Questions on the material:
[A] In the speech on University of Nebraska budget cuts, what return do taxpayers get on every dollar they invest in the University?
[B] Write the next part of the speech on University of Nebraska budget cuts, picking up after its final sentence.
____ Document section
That these reductions will come on the heels of our efforts to climb out of a $55 million budget hole makes our work even more difficult. Many of the proposed cuts that I shared with you a year ago have come to fruition. Every one of them has hurt our goal to grow the workforce. When we cut a program, it hurts the workforce. When we delay hires, let jobs go unfilled and hold off on salary investments, it hurts the workforce.
One of the gems of the University of Nebraska that’s earned well-deserved media attention recently is our research on the western bean cutworm at the West Central Research and Extension Center in North Platte. Senator Erdman, I know you got an opportunity to see this work in person a few months ago, and I have seen it as well. The work that one faculty member in Extension is doing to combat this pest is helping farmers increase their yields and save untold dollars. But cuts force us to scale back our work in rural Nebraska, and not only does that hurt agriculture, it hurts the workforce.
Senators, when your University isn’t growing, the state isn’t growing. That’s not good for our young people, it’s not good for business leaders who depend on us to provide a skilled workforce, and it’s not good for taxpayers who get a 7-to-1 return on every dollar they invest in the University of Nebraska. That figure is hot off the press, by the way.
But when we find ways to grow, great things happen.
I could ask every chancellor to come up and talk to you about the momentum and opportunity on their campus, and this red light would come on before they could scratch the surface.
I think they would tell you about the progress at Innovation Campus and the new collaborative facility that houses the UNL health center and UNMC Lincoln nursing college. I think they’d mention the planned expansion of UNO’s biomechanics program which is unlike any other in the nation. I think they would speak to the growth of UNK’s footprint, including a game-changing new STEM building and new early childhood center that will make Kearney a hub of economic and educational activity.
And I am quite sure they would invite you for a tour of UNMC so that you could experience the wonder of the Buffett Cancer Center – a place you helped build – and see and touch the technology that makes it possible for you to connect instantly with someone a world away.
________
____ Information
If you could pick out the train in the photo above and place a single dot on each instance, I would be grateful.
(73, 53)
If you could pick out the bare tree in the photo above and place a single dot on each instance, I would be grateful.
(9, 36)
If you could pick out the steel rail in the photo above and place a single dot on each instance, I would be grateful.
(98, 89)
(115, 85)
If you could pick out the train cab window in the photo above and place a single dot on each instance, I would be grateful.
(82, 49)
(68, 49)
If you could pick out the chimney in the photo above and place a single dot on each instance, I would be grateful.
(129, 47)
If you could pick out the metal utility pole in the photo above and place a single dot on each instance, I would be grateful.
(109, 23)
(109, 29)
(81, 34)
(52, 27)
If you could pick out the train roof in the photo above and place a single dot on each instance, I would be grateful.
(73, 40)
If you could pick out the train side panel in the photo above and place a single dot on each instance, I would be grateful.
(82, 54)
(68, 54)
________
____ Information
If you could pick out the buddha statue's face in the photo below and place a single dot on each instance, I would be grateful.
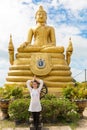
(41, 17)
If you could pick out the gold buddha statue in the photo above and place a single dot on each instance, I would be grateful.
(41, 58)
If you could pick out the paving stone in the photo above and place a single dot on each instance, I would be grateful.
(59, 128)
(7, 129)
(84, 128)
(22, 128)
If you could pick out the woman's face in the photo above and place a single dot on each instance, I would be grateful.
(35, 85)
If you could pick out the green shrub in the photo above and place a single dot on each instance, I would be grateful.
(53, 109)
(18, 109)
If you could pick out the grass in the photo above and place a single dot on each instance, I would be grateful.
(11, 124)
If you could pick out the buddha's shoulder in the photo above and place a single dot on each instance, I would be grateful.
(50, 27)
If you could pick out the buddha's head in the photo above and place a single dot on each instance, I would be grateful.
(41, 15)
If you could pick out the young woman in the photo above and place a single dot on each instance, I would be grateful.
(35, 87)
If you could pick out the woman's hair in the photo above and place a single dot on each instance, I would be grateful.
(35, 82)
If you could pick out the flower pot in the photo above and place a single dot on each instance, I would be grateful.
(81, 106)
________
Exercise results:
[A] A 7-to-1 return.

[B]
We would all tell you about our new records in research, and our ranking among the world’s leading institutions in bringing faculty innovations to market. We’d talk about how proud we are that our student body is more diverse than it has ever been, because we know that we are better when we stand next to people who don’t look or think like us.
And we would agree that our work is just getting started.
The needs of the state are too great, to pressing, not to invest in the University of Nebraska, one of the primary drivers of individual and economic growth for the past century and a half. We have the opportunity now, together, to build the future we want for our state. I’d ask for your partnership in that work.
Before I conclude and invite your questions, I’d like to make a few technical points.
First, we are asking the Legislature to re-appropriate unspent cash funds from LB390, which provided for a pilot study of medical cannabidiol.
Second, because of a clerical error, the fiscal year 2020-21 capital reaffirmation for the Veterinary Diagnostic Center needs to be revised to $2,733,600.
Finally, we have discussed with the Governor’s office some proposed changes to the intent language for the Nebraska Talent Scholarships program to be more specific about what areas of study would be eligible for the scholarships and what data we would report to the State every year.
Thank you for your time and consideration. I’d be pleased to answer your questions.